Your instructions: Copy all lines below containing "instance".

Dataset entries:
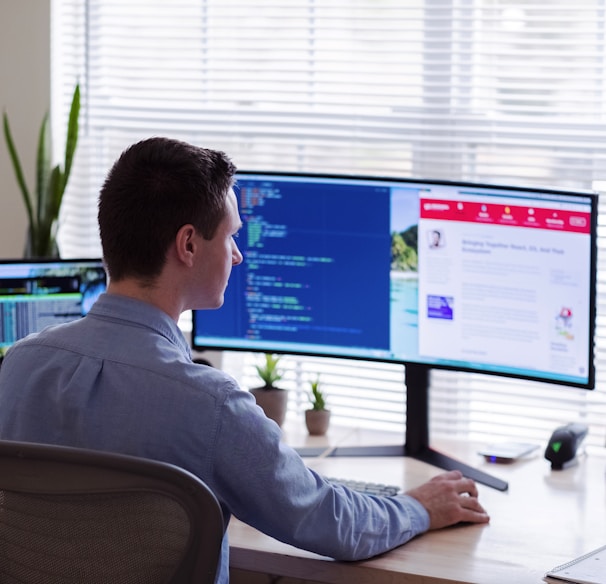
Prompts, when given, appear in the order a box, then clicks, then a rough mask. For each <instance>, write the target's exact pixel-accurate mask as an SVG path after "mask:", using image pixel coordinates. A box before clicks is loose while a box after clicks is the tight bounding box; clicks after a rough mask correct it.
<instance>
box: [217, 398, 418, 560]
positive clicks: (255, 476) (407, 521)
mask: <svg viewBox="0 0 606 584" xmlns="http://www.w3.org/2000/svg"><path fill="white" fill-rule="evenodd" d="M220 424H221V428H220V429H219V433H218V438H217V446H218V452H217V458H216V460H215V469H214V472H213V476H214V477H215V480H216V485H215V488H216V490H217V493H218V496H219V497H220V498H222V499H223V502H224V504H225V505H226V506H227V507H228V508H229V509H230V511H231V512H232V513H233V514H234V515H235V516H236V517H238V518H239V519H240V520H242V521H244V522H245V523H248V524H249V525H251V526H253V527H255V528H256V529H259V530H260V531H262V532H263V533H265V534H267V535H269V536H271V537H274V538H276V539H278V540H280V541H282V542H285V543H288V544H290V545H293V546H296V547H299V548H302V549H305V550H308V551H312V552H315V553H318V554H321V555H324V556H329V557H332V558H335V559H338V560H361V559H366V558H369V557H372V556H374V555H377V554H380V553H383V552H385V551H387V550H390V549H392V548H394V547H397V546H399V545H401V544H403V543H405V542H407V541H408V540H410V539H411V538H413V537H415V536H416V535H418V534H420V533H423V532H424V531H427V529H428V528H429V515H428V513H427V511H426V510H425V508H424V507H423V506H422V505H421V504H420V503H419V502H418V501H417V500H416V499H414V498H412V497H410V496H408V495H398V496H395V497H377V496H372V495H365V494H362V493H358V492H355V491H352V490H351V489H348V488H346V487H344V486H341V485H333V484H332V483H329V482H328V481H326V480H325V479H324V478H322V477H321V476H320V475H319V474H317V473H316V472H314V471H313V470H311V469H309V468H308V467H307V466H306V465H305V463H304V461H303V460H302V458H301V457H300V456H299V455H298V454H297V452H296V451H295V450H294V449H292V448H290V447H288V446H287V445H285V444H284V443H283V442H282V441H281V440H280V437H281V430H280V428H279V427H278V425H277V424H275V423H274V422H273V421H271V420H268V419H267V418H266V417H265V415H264V414H263V412H262V410H261V409H260V408H259V407H258V406H257V405H256V403H255V401H254V397H253V396H252V395H250V394H249V393H248V392H245V391H234V392H232V395H230V397H229V398H228V399H227V400H226V402H225V403H224V409H223V413H222V416H221V422H220Z"/></svg>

Final answer:
Prompts, when given, appear in the order a box, then clicks, then a rough mask. For each <instance>, write the target's exact pixel-accurate mask as an SVG path after "mask:", using image pixel coordinates. A box before clicks is loose while a box after clicks is the tight bounding box; clicks after a rough mask correct it.
<instance>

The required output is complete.